What to do: Rescale the lines running from the one containing "written like (126,79)." through the end of the records, and write them out again with the requests unchanged. Multiply every point coordinate in the answers by 0.55 and round each to a whole number, with halves rounded up.

[Items from a dataset]

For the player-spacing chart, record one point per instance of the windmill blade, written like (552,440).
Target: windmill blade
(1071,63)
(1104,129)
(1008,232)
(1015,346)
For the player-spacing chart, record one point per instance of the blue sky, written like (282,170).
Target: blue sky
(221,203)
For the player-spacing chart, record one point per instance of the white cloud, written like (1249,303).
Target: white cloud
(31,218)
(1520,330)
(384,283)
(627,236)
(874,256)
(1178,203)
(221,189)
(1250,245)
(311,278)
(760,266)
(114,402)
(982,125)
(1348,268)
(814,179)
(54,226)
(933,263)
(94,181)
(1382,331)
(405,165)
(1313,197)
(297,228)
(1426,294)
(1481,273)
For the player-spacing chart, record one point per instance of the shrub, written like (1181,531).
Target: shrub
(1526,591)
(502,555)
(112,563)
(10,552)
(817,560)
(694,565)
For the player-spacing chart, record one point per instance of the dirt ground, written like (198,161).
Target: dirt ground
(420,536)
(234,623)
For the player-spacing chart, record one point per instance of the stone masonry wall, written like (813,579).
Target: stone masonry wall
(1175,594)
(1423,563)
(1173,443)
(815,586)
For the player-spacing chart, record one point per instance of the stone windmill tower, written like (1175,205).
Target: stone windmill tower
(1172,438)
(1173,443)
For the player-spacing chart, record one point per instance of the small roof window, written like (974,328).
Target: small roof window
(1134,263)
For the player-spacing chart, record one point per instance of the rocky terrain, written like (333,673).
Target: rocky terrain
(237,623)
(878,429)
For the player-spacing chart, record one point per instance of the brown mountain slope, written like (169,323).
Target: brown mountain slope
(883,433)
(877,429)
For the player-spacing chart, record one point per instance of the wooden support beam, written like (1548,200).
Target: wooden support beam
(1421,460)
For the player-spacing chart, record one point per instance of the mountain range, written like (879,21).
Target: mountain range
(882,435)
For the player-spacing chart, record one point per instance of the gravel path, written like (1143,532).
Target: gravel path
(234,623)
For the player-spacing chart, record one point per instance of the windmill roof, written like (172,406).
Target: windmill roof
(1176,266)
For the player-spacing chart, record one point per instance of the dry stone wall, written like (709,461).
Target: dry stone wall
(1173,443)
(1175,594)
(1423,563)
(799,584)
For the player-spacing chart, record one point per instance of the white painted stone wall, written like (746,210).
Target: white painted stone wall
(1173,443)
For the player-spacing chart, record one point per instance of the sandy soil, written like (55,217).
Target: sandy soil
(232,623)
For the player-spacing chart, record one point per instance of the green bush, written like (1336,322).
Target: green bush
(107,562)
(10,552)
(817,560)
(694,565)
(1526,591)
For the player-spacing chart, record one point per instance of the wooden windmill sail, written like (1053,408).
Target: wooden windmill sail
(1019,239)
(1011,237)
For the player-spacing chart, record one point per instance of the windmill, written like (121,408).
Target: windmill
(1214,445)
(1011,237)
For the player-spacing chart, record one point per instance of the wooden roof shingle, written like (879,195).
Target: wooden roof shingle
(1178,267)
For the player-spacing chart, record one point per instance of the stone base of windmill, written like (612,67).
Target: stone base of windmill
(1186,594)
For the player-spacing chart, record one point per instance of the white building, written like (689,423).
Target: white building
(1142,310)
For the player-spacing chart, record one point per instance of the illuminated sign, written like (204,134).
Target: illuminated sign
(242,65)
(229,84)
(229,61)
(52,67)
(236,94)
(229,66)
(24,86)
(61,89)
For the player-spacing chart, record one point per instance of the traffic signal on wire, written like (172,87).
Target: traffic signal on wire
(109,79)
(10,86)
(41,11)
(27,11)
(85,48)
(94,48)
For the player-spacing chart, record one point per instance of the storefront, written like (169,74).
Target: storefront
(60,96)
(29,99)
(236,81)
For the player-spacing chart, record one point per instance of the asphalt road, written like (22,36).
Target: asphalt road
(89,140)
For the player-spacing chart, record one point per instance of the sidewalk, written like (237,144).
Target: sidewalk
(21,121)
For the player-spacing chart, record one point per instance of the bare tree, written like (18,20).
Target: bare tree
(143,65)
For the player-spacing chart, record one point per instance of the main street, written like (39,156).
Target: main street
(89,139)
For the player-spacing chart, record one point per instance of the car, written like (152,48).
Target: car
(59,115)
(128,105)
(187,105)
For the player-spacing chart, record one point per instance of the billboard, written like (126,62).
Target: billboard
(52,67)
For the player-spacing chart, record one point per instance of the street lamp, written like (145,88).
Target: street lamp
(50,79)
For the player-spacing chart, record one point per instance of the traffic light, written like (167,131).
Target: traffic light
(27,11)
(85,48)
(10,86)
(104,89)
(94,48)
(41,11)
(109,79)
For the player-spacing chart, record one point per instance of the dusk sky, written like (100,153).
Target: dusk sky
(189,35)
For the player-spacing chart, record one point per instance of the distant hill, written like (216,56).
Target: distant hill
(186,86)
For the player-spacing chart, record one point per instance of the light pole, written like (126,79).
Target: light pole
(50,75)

The completed task:
For the player-spacing chart, record one point per instance of the light pole, written like (126,79).
Target: light pole
(28,41)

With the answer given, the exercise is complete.